**GIVEN REQUEST**.
Repeat the passage of the green design text between "1. A product" and "indicators are assessed.", inclusive.

**EXTRACTED TEXT**.

▼▼▼

Five-step plan for green design

I recently saw a research paper discussing the lack of tools for designers hoping to make their products greener, more environmentally benign, sustainable even. The paper focused more on the likes of coming up with a green espresso machine and offered a five-step scheme for getting the green credentials booked into a the design and manufacturing process from the beginning rather than paying lip service to the eco-buzz further down the line or even just in the after-the-fact marketing session.

  1. A product model is defined generically based on existing products on the market.
  2. The design team considers what might be improved in the generic model.
  3. Suggested improvements are validate based on technical and economic factors and user attractiveness.
  4. Environmental performance and ecological indicators are assessed.
  5. Design results and experiments are interpreted as a hierarchy and assessed.

Although the authors of the paper claim some originality to their eco approach, I asked a colleague in the chemistry world about what kinds of approaches people in that industry were taken. After all, an espresso machine is probably never going to be intrinsically green, given the nature of coffee growing, transport, and the middle-class domesticity and comfort associated with such a luxury device.

▲▲▲

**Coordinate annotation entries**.
▼▼▼

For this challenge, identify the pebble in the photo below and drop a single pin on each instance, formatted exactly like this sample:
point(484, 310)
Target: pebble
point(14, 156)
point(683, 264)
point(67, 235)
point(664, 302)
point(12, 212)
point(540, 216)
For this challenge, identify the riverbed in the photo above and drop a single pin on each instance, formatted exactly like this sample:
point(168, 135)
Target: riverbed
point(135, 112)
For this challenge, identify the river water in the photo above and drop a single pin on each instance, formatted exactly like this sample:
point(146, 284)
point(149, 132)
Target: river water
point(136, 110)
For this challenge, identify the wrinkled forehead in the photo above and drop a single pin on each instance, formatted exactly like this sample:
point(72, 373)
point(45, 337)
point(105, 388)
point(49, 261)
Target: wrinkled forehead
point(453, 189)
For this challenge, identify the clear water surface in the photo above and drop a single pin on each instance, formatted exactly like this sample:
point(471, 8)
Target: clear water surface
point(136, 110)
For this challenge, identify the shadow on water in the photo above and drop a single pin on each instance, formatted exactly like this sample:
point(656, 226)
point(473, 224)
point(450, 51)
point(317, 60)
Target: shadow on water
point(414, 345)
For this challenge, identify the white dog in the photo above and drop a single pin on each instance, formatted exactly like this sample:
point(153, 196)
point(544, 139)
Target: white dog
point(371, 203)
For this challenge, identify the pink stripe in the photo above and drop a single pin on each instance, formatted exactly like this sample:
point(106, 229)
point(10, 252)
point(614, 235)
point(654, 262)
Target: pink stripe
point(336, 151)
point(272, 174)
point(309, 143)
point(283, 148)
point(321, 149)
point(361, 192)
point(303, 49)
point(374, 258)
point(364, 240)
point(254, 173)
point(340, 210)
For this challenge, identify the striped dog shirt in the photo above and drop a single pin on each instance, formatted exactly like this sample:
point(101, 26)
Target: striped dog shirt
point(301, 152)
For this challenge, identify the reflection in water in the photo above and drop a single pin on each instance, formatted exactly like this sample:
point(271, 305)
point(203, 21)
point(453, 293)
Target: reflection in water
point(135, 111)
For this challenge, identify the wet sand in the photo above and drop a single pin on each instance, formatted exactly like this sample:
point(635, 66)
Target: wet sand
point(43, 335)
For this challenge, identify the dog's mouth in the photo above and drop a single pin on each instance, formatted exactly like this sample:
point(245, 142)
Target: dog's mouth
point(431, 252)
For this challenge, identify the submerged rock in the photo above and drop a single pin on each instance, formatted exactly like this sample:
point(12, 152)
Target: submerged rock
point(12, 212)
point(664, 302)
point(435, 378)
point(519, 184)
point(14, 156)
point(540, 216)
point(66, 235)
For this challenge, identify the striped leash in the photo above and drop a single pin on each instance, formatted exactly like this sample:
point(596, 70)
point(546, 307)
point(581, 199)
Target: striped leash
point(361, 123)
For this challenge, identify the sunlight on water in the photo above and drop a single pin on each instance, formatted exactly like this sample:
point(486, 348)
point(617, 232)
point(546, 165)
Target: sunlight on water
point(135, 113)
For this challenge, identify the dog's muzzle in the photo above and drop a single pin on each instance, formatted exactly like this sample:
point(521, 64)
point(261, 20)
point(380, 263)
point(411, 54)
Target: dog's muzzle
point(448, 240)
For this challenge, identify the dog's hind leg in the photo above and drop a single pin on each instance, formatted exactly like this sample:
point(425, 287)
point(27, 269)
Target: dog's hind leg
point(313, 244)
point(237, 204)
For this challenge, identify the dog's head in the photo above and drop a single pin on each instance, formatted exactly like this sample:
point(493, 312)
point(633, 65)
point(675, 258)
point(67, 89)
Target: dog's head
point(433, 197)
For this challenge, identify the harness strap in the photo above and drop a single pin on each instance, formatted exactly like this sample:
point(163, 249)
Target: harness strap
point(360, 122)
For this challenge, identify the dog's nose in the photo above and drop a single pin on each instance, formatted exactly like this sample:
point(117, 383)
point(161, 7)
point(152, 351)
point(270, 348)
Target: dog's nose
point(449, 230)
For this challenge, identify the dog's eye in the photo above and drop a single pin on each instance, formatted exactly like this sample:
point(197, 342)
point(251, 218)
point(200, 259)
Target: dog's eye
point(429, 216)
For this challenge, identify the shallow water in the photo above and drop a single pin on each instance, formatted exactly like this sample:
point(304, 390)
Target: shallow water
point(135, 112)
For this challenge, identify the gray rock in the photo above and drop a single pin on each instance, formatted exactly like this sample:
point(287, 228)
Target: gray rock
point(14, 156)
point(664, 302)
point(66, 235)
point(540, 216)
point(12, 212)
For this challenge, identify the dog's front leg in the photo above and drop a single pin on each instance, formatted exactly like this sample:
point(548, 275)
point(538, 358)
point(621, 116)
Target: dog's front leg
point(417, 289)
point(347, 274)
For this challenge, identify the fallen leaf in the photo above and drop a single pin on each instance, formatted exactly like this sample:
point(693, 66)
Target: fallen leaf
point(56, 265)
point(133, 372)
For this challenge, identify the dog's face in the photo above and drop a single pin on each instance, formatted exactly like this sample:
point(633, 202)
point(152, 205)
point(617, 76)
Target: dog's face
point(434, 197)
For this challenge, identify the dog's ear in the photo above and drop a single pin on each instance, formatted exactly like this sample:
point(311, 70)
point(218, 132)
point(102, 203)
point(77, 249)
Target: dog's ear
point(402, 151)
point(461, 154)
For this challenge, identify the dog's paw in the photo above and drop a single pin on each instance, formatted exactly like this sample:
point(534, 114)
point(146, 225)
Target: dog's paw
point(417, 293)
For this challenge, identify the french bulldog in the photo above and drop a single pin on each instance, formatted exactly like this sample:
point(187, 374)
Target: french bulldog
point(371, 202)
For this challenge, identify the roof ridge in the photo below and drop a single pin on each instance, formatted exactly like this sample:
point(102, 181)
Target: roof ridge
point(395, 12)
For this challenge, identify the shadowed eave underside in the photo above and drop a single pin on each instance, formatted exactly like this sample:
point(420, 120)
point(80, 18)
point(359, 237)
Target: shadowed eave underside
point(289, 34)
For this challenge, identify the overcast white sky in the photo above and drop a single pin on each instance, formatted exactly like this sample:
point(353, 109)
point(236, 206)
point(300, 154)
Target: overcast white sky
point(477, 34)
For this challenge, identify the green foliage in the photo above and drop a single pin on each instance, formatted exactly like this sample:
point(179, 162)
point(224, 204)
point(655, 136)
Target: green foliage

▲▲▲

**ANSWER TO THIS EXERCISE**.
1. A product model is defined generically based on existing products on the market.
  2. The design team considers what might be improved in the generic model.
  3. Suggested improvements are validate based on technical and economic factors and user attractiveness.
  4. Environmental performance and ecological indicators are assessed.